[DOCUMENT SECTION Boundary: Start]
Elaborate
- On the whiteboard, write “WHAT ELSE?” Project the “Apple” image. Looking at this image, which apple do you expect would end up in the garbage? What if the apple on the left was a leftover from a school lunch, a grocery store, or a restaurant? What else could you possibly do with it? What is the best way to transfer the energy stored in the apple?
- Instruct learners to pair up with a partner, think and talk about these questions, then be prepared to share in 2–3 minutes.
- When time is up, ask for their solutions. Did they consider giving the apple to someone or to an animal? If so, ask them what they should consider about food safety. Is the “good apple” showing any signs of spoiling or decay yet? Who has handled the apple? Did they practice good hygiene? What has the apple come in contact with? Explain that these are all valid concerns they should think about to ensure the safety and health of the recipient.
Evaluate
- End by writing “NOW WHAT?” on the whiteboard. Explain that teams have 3–5 minutes to do a brain dump about the best way to solve the problem of food waste at their school. What options do they have? What resources do they already have to make a good decision? What other resources will they need?
- Let them know they will spend the next several days working on their solutions to the issue of food waste at their school.
- Remind them to consider what they have learned about the cycling of matter and transfer of energy in the process of decomposition.
- What has the action of bacteria and other decomposers in your bottle helped you to understand about the cycling of matter and transfer of energy? Write your answer in your Investigation Journal.
Expanded Standards
Reading TEKS:
5.11(A) plan a first draft by selecting a genre for a particular topic, purpose, and audience using a range of strategies such as brainstorming, freewriting, and mapping.
NGSS:
5-LS2.B Matter cycles between the air, water, and soil and among plants, animals, and microbes as these organisms live and die. Organisms obtain gases, and water from the environment, and release waste matter (gas, liquid, or solid) back into the environment.
CCSS:
W.5.2 Write informative/explanatory texts to examine a topic and convey ideas and information clearly. (A) Introduce a topic clearly, provide a general observation and focus, and group related information logically; include formatting (e.g., headings), illustrations, and multimedia when useful to aiding comprehension. (D) Use precise language and domain-specific vocabulary to inform about or explain the topic.
[DOCUMENT SECTION Boundary: End]
> [ACTIVITIES]:
a: List the three standard codes given in the lesson plan, each with the set of standards it belongs to.
b: Answer these questions from the lesson plan:
(i) How long do pairs get to talk over the apple questions before sharing?
(ii) How many minutes do teams have for the brain dump on food waste?
(iii) Where do learners write their answer about what decomposers in the bottle helped them understand?
c: Reproduce the part of the lesson plan starting with "- When time" and going on through "issue of food waste at their school.".
The lines that come after this have no connection to the lesson plan.
[SUPPLIED ENTRIES Boundary: Start]
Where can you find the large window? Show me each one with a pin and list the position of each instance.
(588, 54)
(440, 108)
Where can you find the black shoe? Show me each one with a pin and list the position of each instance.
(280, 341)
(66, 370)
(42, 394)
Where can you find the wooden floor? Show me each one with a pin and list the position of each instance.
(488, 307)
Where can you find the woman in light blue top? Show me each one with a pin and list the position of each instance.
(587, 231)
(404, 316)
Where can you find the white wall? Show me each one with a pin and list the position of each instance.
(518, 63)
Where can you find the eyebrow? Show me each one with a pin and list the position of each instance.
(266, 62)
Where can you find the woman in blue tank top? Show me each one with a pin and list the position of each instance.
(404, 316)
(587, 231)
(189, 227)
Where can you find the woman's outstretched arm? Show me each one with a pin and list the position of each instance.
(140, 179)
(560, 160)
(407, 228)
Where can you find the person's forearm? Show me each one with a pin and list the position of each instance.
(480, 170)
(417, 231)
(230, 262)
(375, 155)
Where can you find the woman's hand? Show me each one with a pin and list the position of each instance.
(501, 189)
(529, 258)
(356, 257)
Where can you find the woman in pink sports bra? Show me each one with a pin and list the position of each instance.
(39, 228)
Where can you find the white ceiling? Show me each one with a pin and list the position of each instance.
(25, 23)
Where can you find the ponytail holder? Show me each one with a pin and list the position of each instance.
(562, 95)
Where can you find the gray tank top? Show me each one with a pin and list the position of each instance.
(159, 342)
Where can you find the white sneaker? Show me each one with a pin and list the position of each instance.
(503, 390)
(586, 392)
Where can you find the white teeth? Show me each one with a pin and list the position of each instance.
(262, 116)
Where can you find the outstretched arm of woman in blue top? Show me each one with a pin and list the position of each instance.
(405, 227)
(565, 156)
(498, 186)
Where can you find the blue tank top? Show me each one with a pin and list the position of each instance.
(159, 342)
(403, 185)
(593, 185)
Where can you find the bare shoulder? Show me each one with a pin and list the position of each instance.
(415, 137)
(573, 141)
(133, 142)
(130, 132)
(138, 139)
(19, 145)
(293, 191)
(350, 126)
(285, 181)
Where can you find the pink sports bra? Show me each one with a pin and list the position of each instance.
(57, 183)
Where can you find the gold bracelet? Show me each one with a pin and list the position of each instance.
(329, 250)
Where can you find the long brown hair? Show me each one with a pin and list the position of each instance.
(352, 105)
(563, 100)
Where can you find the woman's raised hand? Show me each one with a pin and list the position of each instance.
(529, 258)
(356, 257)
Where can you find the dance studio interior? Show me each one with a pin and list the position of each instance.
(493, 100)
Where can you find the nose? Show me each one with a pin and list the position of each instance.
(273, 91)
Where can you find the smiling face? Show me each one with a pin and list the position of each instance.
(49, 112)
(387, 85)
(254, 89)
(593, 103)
[SUPPLIED ENTRIES Boundary: End]
> [SOLUTIONS TO THE EXERCISE]:
a:
5.11(A) (Reading TEKS)
5-LS2.B (NGSS)
W.5.2 (CCSS)

b:
(i) 2–3 minutes
(ii) 3–5 minutes
(iii) In their Investigation Journal

c:
- When time is up, ask for their solutions. Did they consider giving the apple to someone or to an animal? If so, ask them what they should consider about food safety. Is the “good apple” showing any signs of spoiling or decay yet? Who has handled the apple? Did they practice good hygiene? What has the apple come in contact with? Explain that these are all valid concerns they should think about to ensure the safety and health of the recipient.
Evaluate
- End by writing “NOW WHAT?” on the whiteboard. Explain that teams have 3–5 minutes to do a brain dump about the best way to solve the problem of food waste at their school. What options do they have? What resources do they already have to make a good decision? What other resources will they need?
- Let them know they will spend the next several days working on their solutions to the issue of food waste at their school.